Dataset rows on where objects show up:
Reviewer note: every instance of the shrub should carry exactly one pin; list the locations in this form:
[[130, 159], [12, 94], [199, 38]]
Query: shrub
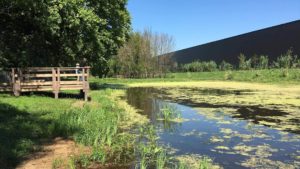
[[243, 63], [225, 66], [198, 66], [285, 60], [263, 62], [228, 75]]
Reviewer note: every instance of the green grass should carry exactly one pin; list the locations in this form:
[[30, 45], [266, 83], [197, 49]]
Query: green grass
[[273, 76], [27, 122]]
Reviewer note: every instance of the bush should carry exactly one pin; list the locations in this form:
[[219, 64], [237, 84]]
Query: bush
[[263, 62], [199, 66], [225, 66], [243, 63], [285, 60], [228, 75]]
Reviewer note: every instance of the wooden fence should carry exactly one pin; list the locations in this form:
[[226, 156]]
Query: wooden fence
[[53, 79]]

- [WHAT TO DO] Give the items from the start up to and including the line with "[[273, 76], [27, 122]]" as a Markdown table with the columns Row and Text, one numbered row per line. Skip blank lines and leave the pictures out.

- [ANSWER FOR THE TASK]
| Row | Text |
|---|---|
| 1 | Reviewer note: every instance of the shrub should carry exactly one pin; list the locations in this form: |
| 2 | [[130, 159], [12, 94], [199, 38]] |
| 3 | Query: shrub |
| 4 | [[243, 63], [225, 66], [198, 66], [285, 60], [263, 62], [228, 75]] |
| 5 | Reviewer note: every instance of the green grass should carry exactly one pin; list the locations in this form: |
| 6 | [[30, 45], [266, 83], [197, 49]] |
| 7 | Query: green grass |
| 8 | [[273, 76], [27, 122]] |